TASK PROMPT => From the line containing "Please spot the gravel" through the last line of the entries below, repeat each line word for word and leave out the rest.

Point-based annotation data
══════════════════════════════
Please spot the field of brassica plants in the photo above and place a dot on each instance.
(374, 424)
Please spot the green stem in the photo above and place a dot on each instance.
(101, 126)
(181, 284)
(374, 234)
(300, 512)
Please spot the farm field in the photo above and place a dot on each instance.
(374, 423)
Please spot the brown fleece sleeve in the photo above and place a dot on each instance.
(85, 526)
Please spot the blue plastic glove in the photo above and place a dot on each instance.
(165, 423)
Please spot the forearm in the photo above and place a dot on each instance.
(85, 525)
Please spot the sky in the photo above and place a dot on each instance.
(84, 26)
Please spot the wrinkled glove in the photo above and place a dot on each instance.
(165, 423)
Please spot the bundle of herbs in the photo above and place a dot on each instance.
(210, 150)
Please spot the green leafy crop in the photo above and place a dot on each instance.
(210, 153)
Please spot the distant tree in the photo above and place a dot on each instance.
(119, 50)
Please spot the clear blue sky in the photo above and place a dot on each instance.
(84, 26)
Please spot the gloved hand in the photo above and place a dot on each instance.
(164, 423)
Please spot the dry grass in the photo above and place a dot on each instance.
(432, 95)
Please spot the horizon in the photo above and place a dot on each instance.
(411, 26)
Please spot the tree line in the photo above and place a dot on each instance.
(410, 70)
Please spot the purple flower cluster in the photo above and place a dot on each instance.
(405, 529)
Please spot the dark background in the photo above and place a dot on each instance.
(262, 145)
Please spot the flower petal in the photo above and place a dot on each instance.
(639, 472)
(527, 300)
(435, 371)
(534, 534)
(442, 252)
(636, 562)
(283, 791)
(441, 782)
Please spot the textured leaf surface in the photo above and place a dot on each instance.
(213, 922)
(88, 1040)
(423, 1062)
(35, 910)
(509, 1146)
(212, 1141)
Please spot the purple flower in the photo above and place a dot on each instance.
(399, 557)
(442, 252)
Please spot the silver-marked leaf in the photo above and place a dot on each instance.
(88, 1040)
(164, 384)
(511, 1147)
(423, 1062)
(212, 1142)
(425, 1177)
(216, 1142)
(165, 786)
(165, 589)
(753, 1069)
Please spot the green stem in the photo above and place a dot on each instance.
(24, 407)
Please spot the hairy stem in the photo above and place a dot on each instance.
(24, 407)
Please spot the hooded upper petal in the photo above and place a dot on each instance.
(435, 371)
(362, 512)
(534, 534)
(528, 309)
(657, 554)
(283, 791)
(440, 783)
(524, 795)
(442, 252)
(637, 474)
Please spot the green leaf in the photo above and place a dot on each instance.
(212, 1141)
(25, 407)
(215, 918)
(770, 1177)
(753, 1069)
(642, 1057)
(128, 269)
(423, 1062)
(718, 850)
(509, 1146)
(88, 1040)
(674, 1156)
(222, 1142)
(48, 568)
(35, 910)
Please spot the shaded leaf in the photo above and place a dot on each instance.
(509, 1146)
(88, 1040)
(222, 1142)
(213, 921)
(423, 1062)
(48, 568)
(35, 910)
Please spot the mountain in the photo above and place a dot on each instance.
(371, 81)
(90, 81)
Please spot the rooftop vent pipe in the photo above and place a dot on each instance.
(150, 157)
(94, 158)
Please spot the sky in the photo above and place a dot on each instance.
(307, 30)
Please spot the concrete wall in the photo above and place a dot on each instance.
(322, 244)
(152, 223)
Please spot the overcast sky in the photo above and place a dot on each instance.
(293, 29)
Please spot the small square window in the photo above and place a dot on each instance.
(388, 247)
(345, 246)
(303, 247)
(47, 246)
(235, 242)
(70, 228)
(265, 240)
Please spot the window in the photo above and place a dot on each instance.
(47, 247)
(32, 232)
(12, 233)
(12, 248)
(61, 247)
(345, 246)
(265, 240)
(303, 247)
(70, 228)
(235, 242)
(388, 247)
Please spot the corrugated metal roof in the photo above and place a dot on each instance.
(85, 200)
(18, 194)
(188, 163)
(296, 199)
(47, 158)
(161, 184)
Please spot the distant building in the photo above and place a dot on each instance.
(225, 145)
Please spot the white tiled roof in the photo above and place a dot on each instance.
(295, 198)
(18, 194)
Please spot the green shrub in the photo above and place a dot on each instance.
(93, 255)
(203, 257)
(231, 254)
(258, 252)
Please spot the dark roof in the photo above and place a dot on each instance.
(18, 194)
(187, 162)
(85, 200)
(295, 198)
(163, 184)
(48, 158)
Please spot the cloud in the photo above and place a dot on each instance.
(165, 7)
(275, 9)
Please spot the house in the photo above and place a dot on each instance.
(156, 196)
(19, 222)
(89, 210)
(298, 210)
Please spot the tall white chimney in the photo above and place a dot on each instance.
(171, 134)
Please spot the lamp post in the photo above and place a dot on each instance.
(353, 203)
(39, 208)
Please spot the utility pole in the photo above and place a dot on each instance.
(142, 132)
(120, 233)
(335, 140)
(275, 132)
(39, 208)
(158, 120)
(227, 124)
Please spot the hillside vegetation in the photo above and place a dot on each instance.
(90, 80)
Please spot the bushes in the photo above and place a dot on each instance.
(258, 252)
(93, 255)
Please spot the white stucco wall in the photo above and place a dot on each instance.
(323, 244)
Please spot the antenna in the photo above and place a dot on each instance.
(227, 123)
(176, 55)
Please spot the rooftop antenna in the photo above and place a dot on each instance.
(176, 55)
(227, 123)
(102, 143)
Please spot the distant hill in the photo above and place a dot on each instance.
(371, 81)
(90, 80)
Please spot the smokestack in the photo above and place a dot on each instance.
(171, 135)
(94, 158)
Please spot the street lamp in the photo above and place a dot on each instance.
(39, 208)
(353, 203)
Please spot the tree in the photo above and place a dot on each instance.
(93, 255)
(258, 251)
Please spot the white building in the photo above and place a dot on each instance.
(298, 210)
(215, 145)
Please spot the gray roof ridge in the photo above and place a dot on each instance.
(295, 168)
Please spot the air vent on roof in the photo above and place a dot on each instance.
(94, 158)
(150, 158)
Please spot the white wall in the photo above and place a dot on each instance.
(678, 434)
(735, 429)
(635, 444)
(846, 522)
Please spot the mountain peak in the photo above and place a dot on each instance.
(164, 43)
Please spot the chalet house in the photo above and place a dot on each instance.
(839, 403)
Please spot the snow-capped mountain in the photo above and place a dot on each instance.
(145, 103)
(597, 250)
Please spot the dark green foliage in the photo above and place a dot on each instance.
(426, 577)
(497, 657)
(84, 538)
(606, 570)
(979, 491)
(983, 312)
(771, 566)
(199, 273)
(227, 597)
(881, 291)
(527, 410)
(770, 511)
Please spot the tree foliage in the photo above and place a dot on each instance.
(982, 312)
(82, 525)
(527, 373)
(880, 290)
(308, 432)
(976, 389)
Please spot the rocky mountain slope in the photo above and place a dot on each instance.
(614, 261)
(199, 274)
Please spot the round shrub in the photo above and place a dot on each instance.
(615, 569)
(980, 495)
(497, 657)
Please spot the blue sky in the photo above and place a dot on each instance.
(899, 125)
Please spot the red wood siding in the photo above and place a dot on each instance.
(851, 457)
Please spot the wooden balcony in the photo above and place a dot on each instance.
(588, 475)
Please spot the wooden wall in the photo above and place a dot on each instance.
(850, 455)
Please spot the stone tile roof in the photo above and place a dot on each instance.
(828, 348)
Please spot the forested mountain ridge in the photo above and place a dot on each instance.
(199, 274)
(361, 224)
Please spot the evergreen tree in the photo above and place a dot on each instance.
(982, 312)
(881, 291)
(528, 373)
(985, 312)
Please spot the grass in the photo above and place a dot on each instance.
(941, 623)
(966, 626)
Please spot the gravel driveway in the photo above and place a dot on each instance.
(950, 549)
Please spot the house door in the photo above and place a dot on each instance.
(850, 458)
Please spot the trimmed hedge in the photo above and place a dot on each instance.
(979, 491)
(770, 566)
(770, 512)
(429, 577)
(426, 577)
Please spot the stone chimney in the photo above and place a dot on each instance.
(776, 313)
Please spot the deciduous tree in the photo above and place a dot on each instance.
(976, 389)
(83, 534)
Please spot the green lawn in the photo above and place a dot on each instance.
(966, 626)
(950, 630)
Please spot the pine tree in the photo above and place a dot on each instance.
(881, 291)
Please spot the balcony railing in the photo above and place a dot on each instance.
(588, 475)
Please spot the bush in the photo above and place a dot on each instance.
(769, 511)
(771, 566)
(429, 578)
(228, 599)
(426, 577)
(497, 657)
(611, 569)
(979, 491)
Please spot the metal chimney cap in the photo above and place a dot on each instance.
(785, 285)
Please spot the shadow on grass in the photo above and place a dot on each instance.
══════════════════════════════
THE COMPLETED TASK =>
Please spot the gravel driveway in the photo above and place a dot on each instance.
(950, 549)
Please spot the house door in the photo above and place a dot on each instance.
(850, 458)
Please spot the trimmed hedge in the photo above and place a dot on each instance.
(979, 491)
(770, 566)
(770, 512)
(429, 577)
(426, 577)
Please spot the stone chimney in the photo above and place a dot on each instance.
(776, 313)
Please spot the deciduous tree in the photo above and place a dot on each instance.
(976, 389)
(83, 534)
Please spot the green lawn in the photo above and place a dot on each instance.
(966, 626)
(950, 630)
Please spot the pine tree in the photo above and place a dot on each instance.
(881, 291)
Please spot the balcony railing in the photo above and place a dot on each instance.
(588, 475)
Please spot the bush in the photo above and place a dot on each instance.
(769, 511)
(771, 566)
(429, 578)
(228, 599)
(426, 577)
(497, 657)
(611, 569)
(979, 491)
Please spot the metal chimney cap in the photo above and place a dot on each instance.
(785, 285)
Please spot the shadow on grass in the photo above and place a dot on each instance.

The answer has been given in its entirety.